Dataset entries
####################
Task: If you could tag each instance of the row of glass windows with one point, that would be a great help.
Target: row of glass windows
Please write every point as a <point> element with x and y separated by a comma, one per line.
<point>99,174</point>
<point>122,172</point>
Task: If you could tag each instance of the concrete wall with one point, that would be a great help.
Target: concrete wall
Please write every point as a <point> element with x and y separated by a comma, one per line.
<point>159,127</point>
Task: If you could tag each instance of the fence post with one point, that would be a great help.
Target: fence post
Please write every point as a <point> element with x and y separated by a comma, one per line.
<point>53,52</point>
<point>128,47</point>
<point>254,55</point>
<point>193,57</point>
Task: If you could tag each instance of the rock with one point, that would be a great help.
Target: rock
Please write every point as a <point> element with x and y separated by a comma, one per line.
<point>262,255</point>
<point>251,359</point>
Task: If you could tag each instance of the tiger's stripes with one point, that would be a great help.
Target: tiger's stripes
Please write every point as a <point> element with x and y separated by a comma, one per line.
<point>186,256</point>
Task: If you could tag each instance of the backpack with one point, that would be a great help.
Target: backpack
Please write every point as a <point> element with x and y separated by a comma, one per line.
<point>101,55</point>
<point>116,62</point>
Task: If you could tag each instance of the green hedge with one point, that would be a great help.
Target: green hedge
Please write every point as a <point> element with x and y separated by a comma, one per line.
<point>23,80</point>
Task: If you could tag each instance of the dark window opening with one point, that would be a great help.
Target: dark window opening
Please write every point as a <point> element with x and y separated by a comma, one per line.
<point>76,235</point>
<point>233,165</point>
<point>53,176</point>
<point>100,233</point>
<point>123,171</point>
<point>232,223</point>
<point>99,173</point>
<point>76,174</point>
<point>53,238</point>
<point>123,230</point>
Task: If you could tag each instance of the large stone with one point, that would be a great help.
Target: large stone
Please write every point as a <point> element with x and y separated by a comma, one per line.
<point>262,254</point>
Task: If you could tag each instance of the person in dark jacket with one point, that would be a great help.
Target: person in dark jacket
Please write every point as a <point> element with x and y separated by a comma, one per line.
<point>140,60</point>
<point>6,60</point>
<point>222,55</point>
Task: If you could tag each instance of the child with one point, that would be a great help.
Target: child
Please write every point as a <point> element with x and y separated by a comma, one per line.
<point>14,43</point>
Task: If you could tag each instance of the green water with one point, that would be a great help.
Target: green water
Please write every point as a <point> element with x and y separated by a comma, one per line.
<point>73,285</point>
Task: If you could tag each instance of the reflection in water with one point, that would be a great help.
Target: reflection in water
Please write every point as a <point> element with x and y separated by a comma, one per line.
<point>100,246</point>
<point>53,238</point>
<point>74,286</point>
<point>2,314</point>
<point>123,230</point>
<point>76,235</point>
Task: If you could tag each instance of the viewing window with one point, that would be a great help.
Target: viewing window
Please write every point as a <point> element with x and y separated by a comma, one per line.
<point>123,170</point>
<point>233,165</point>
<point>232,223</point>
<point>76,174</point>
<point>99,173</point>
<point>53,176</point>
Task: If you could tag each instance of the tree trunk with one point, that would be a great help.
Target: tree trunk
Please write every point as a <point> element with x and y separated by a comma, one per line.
####################
> [TASK TO COMPLETE]: Retype the lines above without alteration. The first is the one containing "Target: tree trunk", and the last is the final line of the data.

> [SOLVED PROBLEM]:
Target: tree trunk
Please write every point as a <point> element with x and y separated by a comma, one per line.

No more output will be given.